Document section.
Start

I mean both inline and pancake.


----------



## JWSpeed (Jun 2, 2009)

I have been racing and selling T-jets/parts since 1963, and never seen a unglued stock t-jet arm until 10-15 years ago, bought some at a show and all of them were duds. 
It's good to know that the winding are not glued, this way people can check them before hand.


----------



## Bill Hall (Jan 6, 2007)

*Listen to Jim*

***** From the book of Srigs 

1. Not all arms were/are wound the same.

2. There was a period of time (AFX years) when the winds would really walk out.

3. The tendency is aggravated by guys who get off on prolonged over revving an electric motor with no load.

4. Many modern AW arms exhibit the bundle walking tendency.

5. Nail polish is a complete NONO because it is usually lacquer based and can kill or weaken the factory insulation.

6. Epoxy is the ticket for securing winds in an arm intended for hot rodding ... or stabilizing loose winds after the fact on a good armature you'd like to save.


******

To date: 

No wind shifting on Dash arms here, or reports elsewhere.

Jimmy Olsen


----------



## lenny (Feb 29, 2000)

Bill Hall said:


> ******
> 
> To date:
> 
> ...


lol:thumbsup:


----------



## Rich Dumas (Sep 3, 2008)

*More Testing*

Here are some more test results. Still no loose wires. The lap times are all for armatures in the same car, which is a T-Dash in SS trim. I did a quick check on the balance of several armatures, they range from good to just about perfect. I have an RT-HO magnetic balancer. By eye all of the armatures appear to be concentric with flat commutators. Unlike Aurora or JL/AW commutators they do not need to be polished.
If you already have some decent Aurora armatures the Dash 2 lamination armatures are not likely to make them obsolete. If your armatures are from late production Aurora chassis the Dash armatures are more likely to be better.


----------



## lenny (Feb 29, 2000)

Rich Dumas said:


> Here are some more test results. Still no loose wires. The lap times are all for armatures in the same car, which is a T-Dash in SS trim. I did a quick check on the balance of several armatures, they range from good to just about perfect. I have an RT-HO magnetic balancer. By eye all of the armatures appear to be concentric with flat commutators. Unlike Aurora or JL/AW commutators they do not need to be polished.
> If you already have some decent Aurora armatures the Dash 2 lamination armatures are not likely to make them obsolete. If your armatures are from late production Aurora chassis the Dash armatures are more likely to be better.

End

Your objective.
Please reproduce the passage of the armature discussion from "6. Epoxy is" to "like to save.", word for word.

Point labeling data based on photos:
Start

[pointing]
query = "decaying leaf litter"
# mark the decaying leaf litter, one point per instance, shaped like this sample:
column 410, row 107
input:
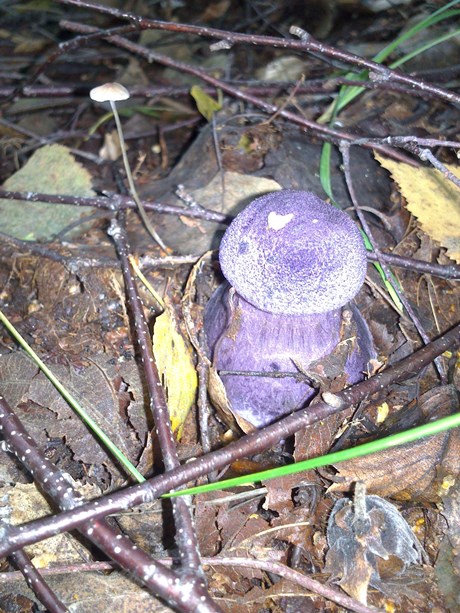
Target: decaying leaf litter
column 202, row 145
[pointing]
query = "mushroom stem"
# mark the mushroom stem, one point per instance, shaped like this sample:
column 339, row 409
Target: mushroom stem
column 132, row 188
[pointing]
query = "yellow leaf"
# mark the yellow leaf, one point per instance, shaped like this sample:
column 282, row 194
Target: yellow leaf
column 173, row 356
column 432, row 199
column 206, row 105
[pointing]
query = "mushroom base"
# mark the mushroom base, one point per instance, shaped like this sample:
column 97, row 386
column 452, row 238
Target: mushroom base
column 272, row 364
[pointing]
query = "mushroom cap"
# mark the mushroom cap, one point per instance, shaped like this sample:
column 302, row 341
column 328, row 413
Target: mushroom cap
column 109, row 92
column 291, row 252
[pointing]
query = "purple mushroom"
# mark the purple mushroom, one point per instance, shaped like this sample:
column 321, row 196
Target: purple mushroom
column 292, row 262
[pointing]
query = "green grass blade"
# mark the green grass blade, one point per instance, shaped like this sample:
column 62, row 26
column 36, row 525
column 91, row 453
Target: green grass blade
column 92, row 425
column 394, row 440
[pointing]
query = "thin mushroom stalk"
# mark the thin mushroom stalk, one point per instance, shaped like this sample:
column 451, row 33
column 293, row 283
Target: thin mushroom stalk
column 283, row 325
column 113, row 92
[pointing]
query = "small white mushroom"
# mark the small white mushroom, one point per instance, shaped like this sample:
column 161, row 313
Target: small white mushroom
column 109, row 92
column 112, row 93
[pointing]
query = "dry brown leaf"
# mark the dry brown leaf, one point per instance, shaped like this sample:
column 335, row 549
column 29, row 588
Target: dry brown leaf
column 420, row 471
column 433, row 199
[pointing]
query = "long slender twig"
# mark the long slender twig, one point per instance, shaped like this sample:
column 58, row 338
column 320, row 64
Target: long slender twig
column 185, row 534
column 248, row 445
column 112, row 202
column 160, row 580
column 345, row 151
column 322, row 131
column 276, row 568
column 308, row 45
column 37, row 583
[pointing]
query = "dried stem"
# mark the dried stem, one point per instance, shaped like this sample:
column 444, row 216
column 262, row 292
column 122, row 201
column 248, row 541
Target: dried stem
column 248, row 445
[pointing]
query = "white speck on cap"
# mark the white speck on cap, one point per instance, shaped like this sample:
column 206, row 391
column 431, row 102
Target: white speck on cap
column 109, row 92
column 277, row 221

End

Response to the exercise.
6. Epoxy is the ticket for securing winds in an arm intended for hot rodding ... or stabilizing loose winds after the fact on a good armature you'd like to save.